▶ **WORK INSTRUCTION**: Copy the line with "Query: stone staircase" and all lines following it through the last line of the entries, exactly as written.
** RECORDS FOR THIS EXERCISE follows **
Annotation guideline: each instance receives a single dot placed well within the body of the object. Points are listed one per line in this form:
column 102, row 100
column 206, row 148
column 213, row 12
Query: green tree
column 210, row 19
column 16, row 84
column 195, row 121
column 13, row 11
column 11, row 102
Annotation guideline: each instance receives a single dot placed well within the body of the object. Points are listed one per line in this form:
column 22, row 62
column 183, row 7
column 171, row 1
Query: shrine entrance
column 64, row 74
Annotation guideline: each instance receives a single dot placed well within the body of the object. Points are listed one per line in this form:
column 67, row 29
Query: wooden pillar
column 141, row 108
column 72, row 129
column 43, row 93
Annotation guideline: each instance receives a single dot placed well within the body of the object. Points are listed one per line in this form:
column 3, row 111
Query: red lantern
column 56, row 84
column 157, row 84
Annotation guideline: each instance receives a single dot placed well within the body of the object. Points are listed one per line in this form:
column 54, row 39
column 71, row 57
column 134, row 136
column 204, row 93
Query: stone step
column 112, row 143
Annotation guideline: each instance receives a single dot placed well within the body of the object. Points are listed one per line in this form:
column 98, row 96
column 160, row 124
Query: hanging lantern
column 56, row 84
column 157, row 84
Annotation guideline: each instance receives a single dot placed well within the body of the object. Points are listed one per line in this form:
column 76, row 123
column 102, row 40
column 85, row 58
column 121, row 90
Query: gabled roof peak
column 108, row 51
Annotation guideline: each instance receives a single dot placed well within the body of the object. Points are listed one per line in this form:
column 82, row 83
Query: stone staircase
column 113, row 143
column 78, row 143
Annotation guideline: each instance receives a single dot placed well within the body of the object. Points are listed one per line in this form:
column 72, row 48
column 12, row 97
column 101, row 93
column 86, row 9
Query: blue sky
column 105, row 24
** End of RECORDS FOR THIS EXERCISE **
▶ **OUTPUT OF THE TASK**:
Query: stone staircase
column 113, row 143
column 78, row 143
Annotation guideline: each instance receives a single dot placed well within the body of the object. Points are listed one per line in this form:
column 72, row 48
column 12, row 97
column 101, row 93
column 86, row 9
Query: blue sky
column 105, row 24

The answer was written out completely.